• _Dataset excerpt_
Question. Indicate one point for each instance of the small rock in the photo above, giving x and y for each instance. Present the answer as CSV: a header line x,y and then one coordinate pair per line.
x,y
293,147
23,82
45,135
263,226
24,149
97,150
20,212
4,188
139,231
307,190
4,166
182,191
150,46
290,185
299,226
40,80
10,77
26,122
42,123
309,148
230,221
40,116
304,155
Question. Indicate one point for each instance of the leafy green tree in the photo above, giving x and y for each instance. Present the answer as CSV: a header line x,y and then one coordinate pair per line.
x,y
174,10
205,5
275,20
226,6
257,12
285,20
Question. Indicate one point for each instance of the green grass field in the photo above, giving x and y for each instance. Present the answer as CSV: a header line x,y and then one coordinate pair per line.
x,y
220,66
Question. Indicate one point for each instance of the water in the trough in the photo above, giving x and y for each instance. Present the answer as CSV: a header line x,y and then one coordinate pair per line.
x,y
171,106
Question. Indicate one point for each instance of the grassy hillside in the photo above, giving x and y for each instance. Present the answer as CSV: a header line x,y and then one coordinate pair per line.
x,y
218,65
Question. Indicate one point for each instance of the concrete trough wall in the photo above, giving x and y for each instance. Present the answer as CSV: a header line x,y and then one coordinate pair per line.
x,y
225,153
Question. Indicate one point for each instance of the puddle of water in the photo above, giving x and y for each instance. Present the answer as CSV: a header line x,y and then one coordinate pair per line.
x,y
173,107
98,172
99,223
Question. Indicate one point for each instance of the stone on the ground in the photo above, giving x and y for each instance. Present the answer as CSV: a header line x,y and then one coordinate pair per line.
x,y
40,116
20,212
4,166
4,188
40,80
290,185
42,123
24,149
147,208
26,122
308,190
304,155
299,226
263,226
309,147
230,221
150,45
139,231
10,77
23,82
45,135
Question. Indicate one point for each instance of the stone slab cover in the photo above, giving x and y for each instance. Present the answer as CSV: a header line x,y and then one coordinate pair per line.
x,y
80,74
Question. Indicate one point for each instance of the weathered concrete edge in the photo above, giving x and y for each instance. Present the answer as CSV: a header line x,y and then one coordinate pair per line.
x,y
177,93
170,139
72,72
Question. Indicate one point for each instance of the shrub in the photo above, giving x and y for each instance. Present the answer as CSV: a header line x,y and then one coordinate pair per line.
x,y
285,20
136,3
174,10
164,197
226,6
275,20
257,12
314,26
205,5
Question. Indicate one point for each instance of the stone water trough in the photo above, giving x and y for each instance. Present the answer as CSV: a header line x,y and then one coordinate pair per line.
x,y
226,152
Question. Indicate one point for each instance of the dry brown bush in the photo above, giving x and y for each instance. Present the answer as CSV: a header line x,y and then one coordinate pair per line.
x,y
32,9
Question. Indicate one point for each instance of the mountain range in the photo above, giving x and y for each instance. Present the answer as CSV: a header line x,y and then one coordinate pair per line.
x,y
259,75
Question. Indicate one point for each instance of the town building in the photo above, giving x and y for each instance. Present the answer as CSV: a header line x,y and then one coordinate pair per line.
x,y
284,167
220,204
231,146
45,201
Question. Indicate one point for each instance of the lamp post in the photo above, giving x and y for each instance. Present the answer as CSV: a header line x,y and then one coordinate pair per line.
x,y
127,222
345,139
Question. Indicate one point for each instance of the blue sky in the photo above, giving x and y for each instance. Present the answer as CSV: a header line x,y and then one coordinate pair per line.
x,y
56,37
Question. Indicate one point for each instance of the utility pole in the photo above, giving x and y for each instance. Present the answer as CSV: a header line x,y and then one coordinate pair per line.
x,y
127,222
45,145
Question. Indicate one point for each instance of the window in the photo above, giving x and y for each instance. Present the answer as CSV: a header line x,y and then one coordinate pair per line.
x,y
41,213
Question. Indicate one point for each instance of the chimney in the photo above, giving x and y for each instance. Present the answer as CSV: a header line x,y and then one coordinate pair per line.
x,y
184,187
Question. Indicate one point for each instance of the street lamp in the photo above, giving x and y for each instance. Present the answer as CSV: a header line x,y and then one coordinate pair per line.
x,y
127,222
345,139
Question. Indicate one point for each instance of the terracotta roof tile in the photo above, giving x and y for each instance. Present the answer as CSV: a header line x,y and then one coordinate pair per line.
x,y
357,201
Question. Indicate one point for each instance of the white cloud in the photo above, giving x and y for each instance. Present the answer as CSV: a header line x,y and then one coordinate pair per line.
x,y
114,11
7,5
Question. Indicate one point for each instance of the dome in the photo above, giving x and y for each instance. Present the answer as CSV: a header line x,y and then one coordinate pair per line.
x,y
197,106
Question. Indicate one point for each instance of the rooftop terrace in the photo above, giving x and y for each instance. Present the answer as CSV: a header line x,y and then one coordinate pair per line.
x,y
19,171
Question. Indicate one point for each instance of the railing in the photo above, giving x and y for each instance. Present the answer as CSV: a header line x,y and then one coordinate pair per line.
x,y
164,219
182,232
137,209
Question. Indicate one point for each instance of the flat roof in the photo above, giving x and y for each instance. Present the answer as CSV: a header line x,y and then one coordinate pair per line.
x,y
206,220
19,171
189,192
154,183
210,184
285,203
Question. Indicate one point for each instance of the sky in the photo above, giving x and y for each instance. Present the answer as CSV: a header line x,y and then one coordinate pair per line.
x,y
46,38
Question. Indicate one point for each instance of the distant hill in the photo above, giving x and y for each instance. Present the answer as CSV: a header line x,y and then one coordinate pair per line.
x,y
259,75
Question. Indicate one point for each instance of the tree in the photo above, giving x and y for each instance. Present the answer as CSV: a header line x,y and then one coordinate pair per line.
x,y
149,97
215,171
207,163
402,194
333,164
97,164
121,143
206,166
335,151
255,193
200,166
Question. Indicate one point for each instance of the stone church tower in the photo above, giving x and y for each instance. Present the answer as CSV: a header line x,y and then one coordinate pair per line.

• _EXERCISE GOAL_
Retype the lines above, word for word, from the line with "Question. Indicate one point for each instance of the distant" through the end of the items.

• _WORKED ANSWER_
Question. Indicate one point for each instance of the distant hill in the photo above, giving x and y for each instance. Present the answer as CSV: a header line x,y and then one coordinate pair per line.
x,y
259,75
Question. Indicate one point for each instance of the tree in the photo above, giving x and y for each instance. Present the answer as CSV: a header line x,y and then one coordinate pair per line.
x,y
149,97
215,171
207,163
402,194
333,164
97,164
121,143
206,166
335,151
255,193
200,166
Question. Indicate one point for each instance of the stone church tower in the photo above, giving x and y for each instance. Present the answer as CSV: a header line x,y and then one coordinate pair per line.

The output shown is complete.